### WHAT YOU WILL DO
Render every line of the material below as a JSON list of strings, one string per line, with blank lines and pictures omitted.

### DATA EXTRACT
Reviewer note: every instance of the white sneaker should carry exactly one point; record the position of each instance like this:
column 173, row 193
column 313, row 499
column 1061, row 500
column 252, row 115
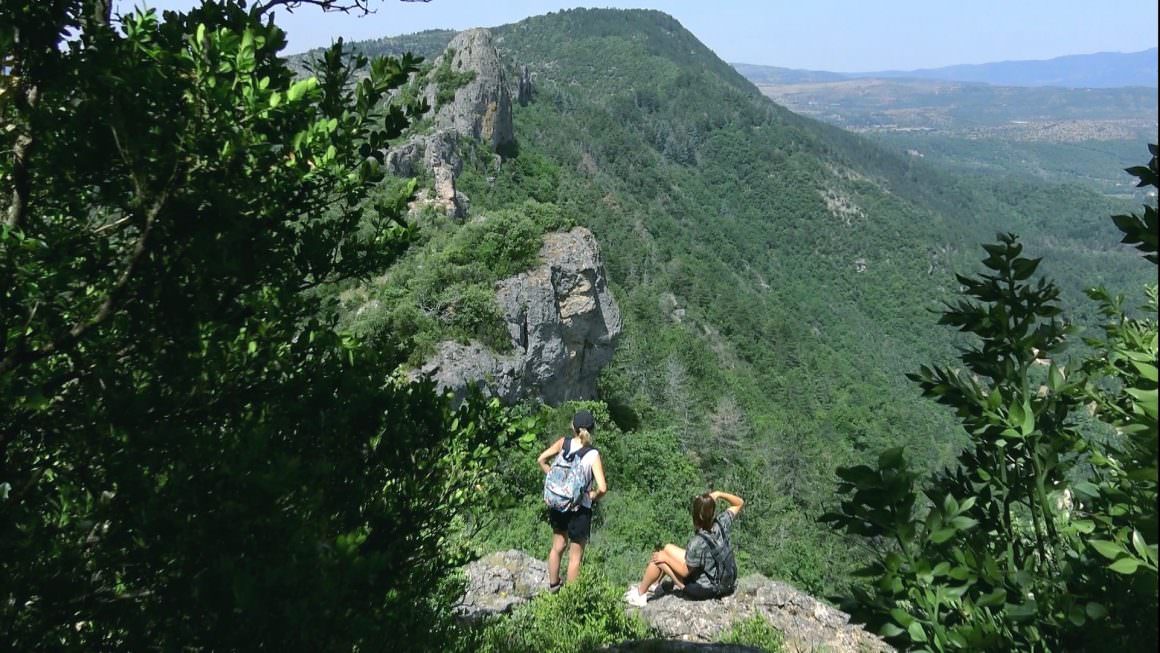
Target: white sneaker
column 633, row 597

### FINISHED EXERCISE
[
  "Reviewer note: every instance of the white sneaker should carry exactly one point; record the position of each instance like this:",
  "column 173, row 193",
  "column 313, row 499",
  "column 1061, row 500",
  "column 252, row 115",
  "Target: white sneaker",
  "column 633, row 597"
]